DIRECTIONS FOR THIS TASK
Among the entries below, please repeat exactly and only the lines from the line containing "Query: vanity light fixture" to the line containing "Query: glass light shade", both lines included.

Free-text object descriptions
━━━━━━━━━━

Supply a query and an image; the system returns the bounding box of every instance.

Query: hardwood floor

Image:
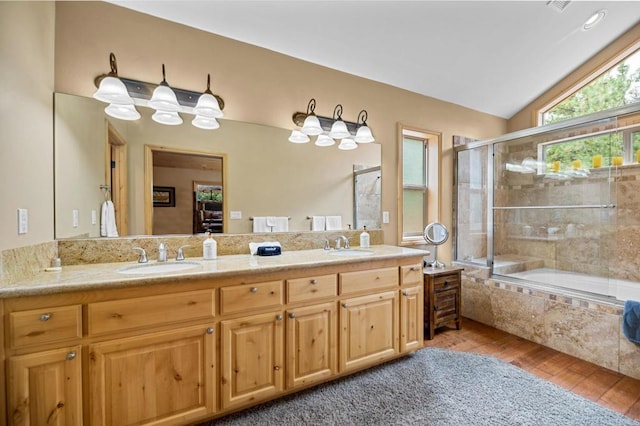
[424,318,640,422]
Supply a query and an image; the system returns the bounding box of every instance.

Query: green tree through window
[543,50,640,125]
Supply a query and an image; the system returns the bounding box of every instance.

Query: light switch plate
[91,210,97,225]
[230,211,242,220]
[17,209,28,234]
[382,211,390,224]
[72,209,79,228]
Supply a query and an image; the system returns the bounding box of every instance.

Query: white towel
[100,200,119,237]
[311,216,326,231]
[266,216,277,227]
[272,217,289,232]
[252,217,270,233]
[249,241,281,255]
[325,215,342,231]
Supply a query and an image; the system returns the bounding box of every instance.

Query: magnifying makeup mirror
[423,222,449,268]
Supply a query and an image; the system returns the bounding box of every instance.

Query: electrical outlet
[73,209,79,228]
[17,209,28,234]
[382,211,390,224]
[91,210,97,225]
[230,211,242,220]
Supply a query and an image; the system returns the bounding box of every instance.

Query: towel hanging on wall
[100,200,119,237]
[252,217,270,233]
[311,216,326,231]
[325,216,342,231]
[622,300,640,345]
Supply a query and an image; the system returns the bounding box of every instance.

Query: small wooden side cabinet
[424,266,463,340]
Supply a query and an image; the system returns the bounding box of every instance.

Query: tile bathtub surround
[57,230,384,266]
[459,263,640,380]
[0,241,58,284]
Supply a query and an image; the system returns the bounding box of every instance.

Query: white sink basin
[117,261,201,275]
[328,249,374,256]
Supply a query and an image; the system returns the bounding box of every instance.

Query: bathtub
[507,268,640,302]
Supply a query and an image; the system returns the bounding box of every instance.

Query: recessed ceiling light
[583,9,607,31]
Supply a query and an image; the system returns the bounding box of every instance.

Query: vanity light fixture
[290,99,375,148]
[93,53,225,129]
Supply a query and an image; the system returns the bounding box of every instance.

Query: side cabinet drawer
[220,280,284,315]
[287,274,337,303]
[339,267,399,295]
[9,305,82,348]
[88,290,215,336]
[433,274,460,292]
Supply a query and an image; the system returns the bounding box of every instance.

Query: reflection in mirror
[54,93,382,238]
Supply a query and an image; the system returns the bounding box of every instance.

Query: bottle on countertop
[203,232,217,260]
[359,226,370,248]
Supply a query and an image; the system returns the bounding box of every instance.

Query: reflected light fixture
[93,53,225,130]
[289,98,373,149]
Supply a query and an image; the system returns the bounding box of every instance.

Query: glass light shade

━━━━━━━━━━

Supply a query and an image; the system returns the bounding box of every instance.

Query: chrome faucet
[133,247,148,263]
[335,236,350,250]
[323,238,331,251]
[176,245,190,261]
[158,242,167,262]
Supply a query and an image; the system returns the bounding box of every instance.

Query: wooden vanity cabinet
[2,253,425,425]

━━━━━━━━━━

RESULT OF THE EXERCISE
Query: vanity light fixture
[290,99,375,148]
[93,53,225,129]
Supply a query and an image; the system returns the bounding box of every instance.

Query: side cabinet drawer
[220,280,284,315]
[287,274,337,303]
[339,267,399,295]
[9,305,82,348]
[88,290,215,336]
[433,274,460,292]
Supply a query and an image; the system returns the bounding box of every instance.

Query: reflection in mirror
[54,93,382,238]
Supply a query and an image; the system returns the bounding box of every instance.

Query: bottle on countertop
[203,232,217,260]
[359,226,370,248]
Supply a query and an image; the system returns the bounding box of every instance.

Query: reflected light fixture
[93,53,225,130]
[289,98,373,149]
Supply a query and an image; the system returns the bounding box of every instance.

Query: glass light shade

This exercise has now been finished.